Une leçon de stratégie militaire
La guerre de 1911-1912 a présenté le spectacle d’un corps expéditionnaire de 100 000 hommes bloqué pendant un an par quelques milliers de Turcs et d’Arabes. Les Italiens, après avoir obtenu une victoire tactique initiale, ont échoué à exploiter, à poursuivre l’ennemi, par manque d’allant, de volonté, mais aussi (malgré les moyens déployés) par manque d’équipements adéquats (cavalerie, génie, automobiles, train) sur un terrain inconnu, sous un climat extrême. Lors d’une campagne dans le désert, loin de ses bases, l’armée italienne, sa stratégie, son matériel, son organisation et ses cadres n’en sortent pas grandis : prudence extrême des chefs, cadres manquant d’allant, conscrits peu formés et peu enthousiastes. En octobre 1912, l’armée italienne ne contrôle que sept enclaves côtières et la plus grande, autour de Tripoli, ne s’étend pas plus de 15 km à l’intérieur des terres. Et encore, ces bastions ne peuvent être conservés qu’au prix d’un effort important pour transporter d’Italie en Libye puis rapatrier 187 289 hommes, 12 000 chevaux et mulets, 10 000 têtes de bétail et 145 000 tonnes de matériel et d’équipement civils et militaires, 585 automobiles et des aéronefs.La guerre de Libye offre un avant-goût de la Grande Guerre à venir. Bon nombre des soldats italiens qui y ont combattu serviront à nouveau pendant la Première Guerre mondiale dans des tranchées, en utilisant des armes automatiques, soutenus par l’artillerie lourde, utilisant des avions pour des reconnaissances et des bombardements.
Un conflit aux lourdes conséquences
Si la Porte a, tout au long de l’année 1912, montré sa volonté de négocier, Giolitti a systématiquement refusé d’entamer des pourparlers ; par-là, il a raté l’occasion de terminer rapidement et favorablement la campagne engagée. Or, au fur et à mesure que la guerre s’allongeait, les chances de l’Italie de parvenir à une solution satisfaisante diminuaient ; chaque jour augmentait les difficultés d’un corps expéditionnaire bloqué dans ses postes et ses tranchées.Lancé contre « l’homme malade de l’Europe », ce conflit devait permettre à l’Italie de se constituer une ébauche d’empire en Méditerranée à moindre frais. Il n’en fut rien. L’Italie s’est engagée dans une politique extérieure de prestige pour exister dans le concert international. Le résultat final, la conquête de Libye, va l’entraîner dans un modèle d’expansion colonial, extrêmement coûteux et semé d’embûches. Ce sont pour les mêmes raisons expansionnistes et pour participer à l’histoire de l’Europe que l’Italie se jettera en 1915 dans la guerre sans tenir compte des expériences abyssines ou libyennes, ni des capacités limitées de son armée et de son industrie à soutenir l’effort requis.

Travail demandé
Selon le texte fourni, jusqu'à quelle distance à l'intérieur des terres s'étend la plus grande enclave italienne en octobre 1912 ?

Données affichées
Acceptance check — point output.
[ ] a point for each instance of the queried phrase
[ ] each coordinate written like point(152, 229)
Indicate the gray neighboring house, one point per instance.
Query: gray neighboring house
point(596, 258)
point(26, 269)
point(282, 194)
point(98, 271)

==

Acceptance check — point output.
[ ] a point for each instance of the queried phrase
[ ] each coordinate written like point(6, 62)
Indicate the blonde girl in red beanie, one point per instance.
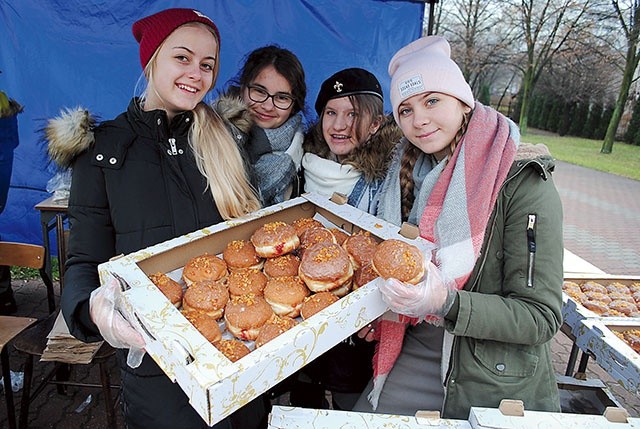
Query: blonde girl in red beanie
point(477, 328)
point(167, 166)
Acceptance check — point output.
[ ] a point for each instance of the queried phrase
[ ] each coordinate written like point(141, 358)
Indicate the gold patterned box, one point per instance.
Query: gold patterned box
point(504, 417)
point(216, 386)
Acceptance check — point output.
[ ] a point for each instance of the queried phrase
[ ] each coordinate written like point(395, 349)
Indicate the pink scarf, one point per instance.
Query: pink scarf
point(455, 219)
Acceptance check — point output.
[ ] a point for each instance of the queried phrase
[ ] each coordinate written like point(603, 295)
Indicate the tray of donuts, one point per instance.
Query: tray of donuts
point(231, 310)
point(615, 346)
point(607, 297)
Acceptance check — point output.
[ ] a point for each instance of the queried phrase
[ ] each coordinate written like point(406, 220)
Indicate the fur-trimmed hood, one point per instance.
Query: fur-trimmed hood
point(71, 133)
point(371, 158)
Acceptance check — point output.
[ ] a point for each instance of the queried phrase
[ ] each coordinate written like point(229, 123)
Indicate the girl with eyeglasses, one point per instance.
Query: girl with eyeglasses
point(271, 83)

==

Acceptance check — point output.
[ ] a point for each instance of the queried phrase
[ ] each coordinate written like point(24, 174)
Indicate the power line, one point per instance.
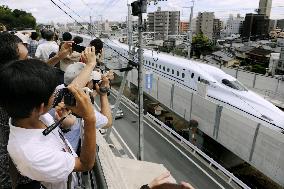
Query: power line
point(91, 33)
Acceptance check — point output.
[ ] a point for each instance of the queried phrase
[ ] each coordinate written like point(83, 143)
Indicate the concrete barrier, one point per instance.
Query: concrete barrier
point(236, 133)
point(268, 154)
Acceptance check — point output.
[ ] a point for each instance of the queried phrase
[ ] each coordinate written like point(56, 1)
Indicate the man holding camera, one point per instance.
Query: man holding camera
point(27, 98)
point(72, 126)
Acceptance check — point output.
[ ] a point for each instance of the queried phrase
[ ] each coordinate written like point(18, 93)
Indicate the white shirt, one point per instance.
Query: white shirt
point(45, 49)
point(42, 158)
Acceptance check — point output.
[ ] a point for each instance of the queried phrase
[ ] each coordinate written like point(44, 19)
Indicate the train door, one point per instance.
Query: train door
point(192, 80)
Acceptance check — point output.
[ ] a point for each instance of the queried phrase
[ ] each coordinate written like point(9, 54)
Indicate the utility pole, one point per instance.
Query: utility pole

Réponse attendue
La plus grande enclave, autour de Tripoli, ne s'étend pas au-delà de 15 km à l'intérieur des terres.